> **Exercise instructions**
State how many lines in the entries below contain the word "gray". Give only the number.
_ _ _ _ _ _ _
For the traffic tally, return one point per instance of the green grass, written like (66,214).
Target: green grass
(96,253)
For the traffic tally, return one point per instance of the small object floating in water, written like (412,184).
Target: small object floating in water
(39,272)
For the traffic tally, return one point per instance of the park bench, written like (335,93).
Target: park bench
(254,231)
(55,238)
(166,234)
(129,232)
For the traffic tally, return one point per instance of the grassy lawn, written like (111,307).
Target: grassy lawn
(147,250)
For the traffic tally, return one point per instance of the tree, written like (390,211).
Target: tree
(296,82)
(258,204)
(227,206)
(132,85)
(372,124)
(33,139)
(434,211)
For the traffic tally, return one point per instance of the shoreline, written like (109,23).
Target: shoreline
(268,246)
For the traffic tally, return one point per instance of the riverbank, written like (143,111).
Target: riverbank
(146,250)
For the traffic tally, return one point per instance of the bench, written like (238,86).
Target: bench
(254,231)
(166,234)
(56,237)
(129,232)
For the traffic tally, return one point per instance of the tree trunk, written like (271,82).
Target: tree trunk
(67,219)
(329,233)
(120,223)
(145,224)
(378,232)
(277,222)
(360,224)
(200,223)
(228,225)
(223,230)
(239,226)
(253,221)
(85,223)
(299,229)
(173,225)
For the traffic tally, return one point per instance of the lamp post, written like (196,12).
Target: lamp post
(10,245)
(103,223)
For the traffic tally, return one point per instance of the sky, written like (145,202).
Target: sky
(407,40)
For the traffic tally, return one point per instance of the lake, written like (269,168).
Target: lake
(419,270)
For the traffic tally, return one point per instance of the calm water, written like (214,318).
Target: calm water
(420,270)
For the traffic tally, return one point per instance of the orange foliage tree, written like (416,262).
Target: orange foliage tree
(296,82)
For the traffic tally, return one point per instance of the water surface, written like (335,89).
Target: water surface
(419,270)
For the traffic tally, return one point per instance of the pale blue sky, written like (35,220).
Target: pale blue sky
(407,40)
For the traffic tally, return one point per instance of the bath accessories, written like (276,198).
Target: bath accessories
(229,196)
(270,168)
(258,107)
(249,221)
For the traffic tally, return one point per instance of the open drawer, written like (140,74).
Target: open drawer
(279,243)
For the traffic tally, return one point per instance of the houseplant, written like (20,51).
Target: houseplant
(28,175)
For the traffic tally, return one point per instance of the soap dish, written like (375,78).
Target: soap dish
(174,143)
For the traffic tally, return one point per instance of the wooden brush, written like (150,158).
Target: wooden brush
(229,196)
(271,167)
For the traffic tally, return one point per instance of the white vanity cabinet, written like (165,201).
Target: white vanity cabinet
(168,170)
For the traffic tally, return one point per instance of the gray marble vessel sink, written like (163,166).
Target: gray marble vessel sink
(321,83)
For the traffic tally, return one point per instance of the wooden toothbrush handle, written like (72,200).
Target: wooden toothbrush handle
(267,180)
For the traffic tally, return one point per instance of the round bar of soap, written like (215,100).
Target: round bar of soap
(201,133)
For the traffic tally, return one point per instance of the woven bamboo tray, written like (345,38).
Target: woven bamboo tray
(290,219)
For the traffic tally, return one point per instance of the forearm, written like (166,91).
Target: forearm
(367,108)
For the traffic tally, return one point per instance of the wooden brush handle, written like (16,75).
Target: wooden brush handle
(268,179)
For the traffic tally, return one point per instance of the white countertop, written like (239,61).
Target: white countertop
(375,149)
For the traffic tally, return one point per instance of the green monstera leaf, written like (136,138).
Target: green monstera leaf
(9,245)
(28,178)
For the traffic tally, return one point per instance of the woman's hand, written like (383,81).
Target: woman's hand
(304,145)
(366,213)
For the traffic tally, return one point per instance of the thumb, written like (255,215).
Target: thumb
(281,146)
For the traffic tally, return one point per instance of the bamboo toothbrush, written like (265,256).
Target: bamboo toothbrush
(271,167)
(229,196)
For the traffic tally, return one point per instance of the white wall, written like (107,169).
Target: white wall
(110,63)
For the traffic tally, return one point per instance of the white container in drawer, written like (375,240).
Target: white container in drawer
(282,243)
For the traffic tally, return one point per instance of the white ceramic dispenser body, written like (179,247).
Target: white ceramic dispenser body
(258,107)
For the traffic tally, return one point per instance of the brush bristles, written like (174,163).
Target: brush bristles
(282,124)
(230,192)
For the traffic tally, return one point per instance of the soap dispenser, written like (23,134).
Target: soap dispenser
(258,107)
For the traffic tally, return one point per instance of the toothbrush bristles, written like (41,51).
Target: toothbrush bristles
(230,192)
_ _ _ _ _ _ _
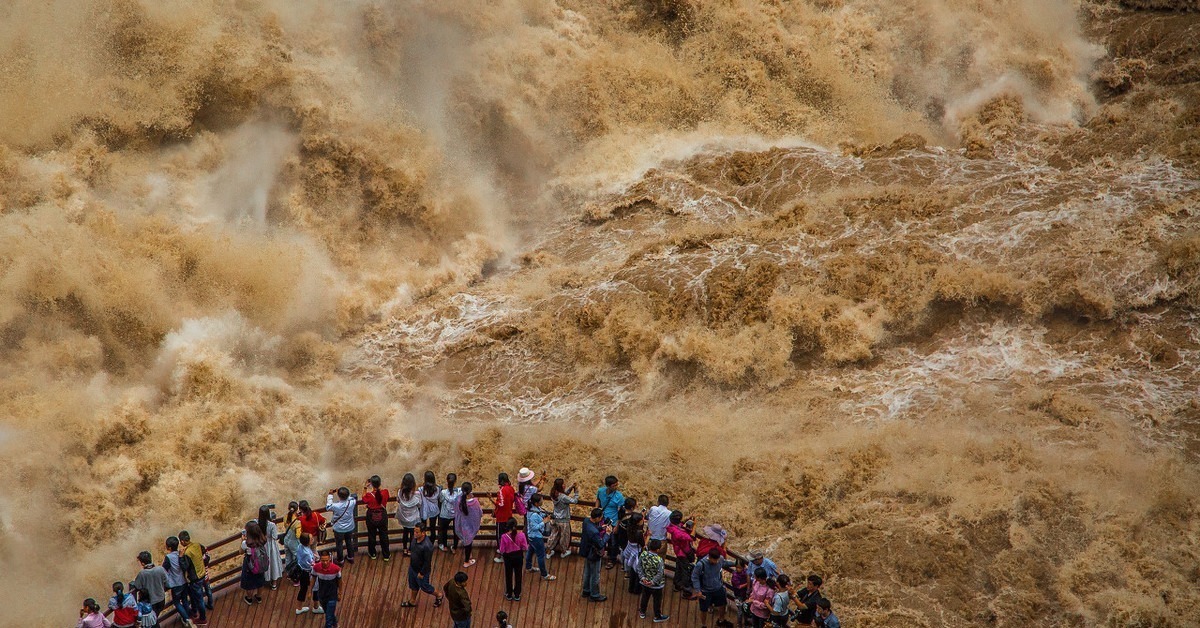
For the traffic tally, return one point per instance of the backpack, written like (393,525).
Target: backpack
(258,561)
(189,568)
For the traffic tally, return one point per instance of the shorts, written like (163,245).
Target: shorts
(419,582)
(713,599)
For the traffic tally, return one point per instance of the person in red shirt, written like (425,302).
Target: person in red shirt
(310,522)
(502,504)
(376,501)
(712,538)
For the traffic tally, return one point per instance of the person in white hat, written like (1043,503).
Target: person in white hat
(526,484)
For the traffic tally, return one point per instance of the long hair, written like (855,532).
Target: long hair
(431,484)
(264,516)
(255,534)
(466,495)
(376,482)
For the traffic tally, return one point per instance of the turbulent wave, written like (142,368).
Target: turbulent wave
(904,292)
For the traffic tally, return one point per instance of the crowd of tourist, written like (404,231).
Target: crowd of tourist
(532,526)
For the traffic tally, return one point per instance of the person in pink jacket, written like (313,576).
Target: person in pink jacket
_ _ _ _ _ _ _
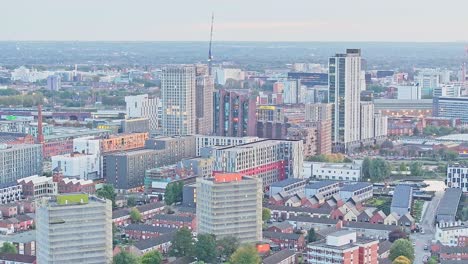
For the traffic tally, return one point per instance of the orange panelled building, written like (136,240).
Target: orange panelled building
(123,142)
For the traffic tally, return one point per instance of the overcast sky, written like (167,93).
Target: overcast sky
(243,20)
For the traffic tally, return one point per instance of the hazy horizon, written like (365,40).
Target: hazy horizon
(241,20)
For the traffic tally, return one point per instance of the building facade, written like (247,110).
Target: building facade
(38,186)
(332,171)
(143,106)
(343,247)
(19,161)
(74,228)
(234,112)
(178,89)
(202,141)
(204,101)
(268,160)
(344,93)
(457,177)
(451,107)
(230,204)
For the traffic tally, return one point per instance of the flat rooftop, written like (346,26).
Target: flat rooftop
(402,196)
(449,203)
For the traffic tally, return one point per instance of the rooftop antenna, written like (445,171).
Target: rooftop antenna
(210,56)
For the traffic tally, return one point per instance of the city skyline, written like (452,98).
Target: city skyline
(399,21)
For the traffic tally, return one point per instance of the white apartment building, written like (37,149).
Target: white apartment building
_ _ _ _ _ _ _
> **Answer for this exercise**
2